* ASSIGNMENT *
Lines holding the word "clicks" must be located in the listing below and copied.

Segment Start: GIVEN RECORDS

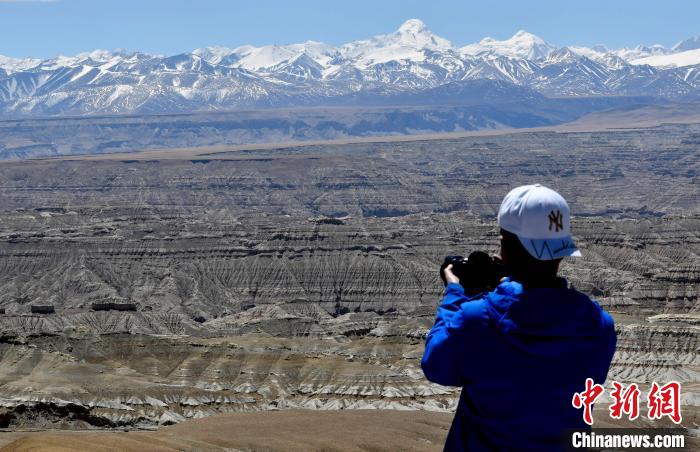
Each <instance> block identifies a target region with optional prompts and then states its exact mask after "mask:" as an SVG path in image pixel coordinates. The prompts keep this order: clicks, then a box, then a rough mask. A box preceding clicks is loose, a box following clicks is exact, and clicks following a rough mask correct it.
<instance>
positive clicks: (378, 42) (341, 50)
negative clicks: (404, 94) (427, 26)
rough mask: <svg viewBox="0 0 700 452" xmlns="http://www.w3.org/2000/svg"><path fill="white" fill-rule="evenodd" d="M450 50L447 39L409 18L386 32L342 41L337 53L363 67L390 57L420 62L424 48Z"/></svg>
mask: <svg viewBox="0 0 700 452" xmlns="http://www.w3.org/2000/svg"><path fill="white" fill-rule="evenodd" d="M451 50H452V44H451V43H450V41H448V40H447V39H444V38H441V37H440V36H437V35H435V34H434V33H433V32H431V31H430V30H429V29H428V27H426V25H425V24H424V23H423V22H421V21H420V20H418V19H410V20H407V21H406V22H404V23H403V24H402V25H401V26H400V27H399V29H398V30H396V31H395V32H393V33H390V34H388V35H379V36H375V37H373V38H372V39H368V40H362V41H354V42H350V43H348V44H345V45H344V46H342V47H341V48H340V53H341V55H342V56H343V57H344V58H346V59H349V60H353V62H354V65H355V66H356V67H357V68H360V69H365V68H368V67H370V66H373V65H376V64H382V63H388V62H391V61H412V62H422V61H425V59H426V51H433V52H449V51H451Z"/></svg>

Segment End: GIVEN RECORDS

* OUTPUT FOR THIS TASK *
Each <instance> block identifies a target region with optional prompts and then states its exact mask after "mask:" as an SVG path in image pixel coordinates. The prompts keep this order: clicks, then a box, then a rough mask. A box preceding clicks is loose, a box following clicks is exact, and clicks following a rough mask correct it.
positive clicks: (378, 42) (341, 50)
negative clicks: (404, 94) (427, 26)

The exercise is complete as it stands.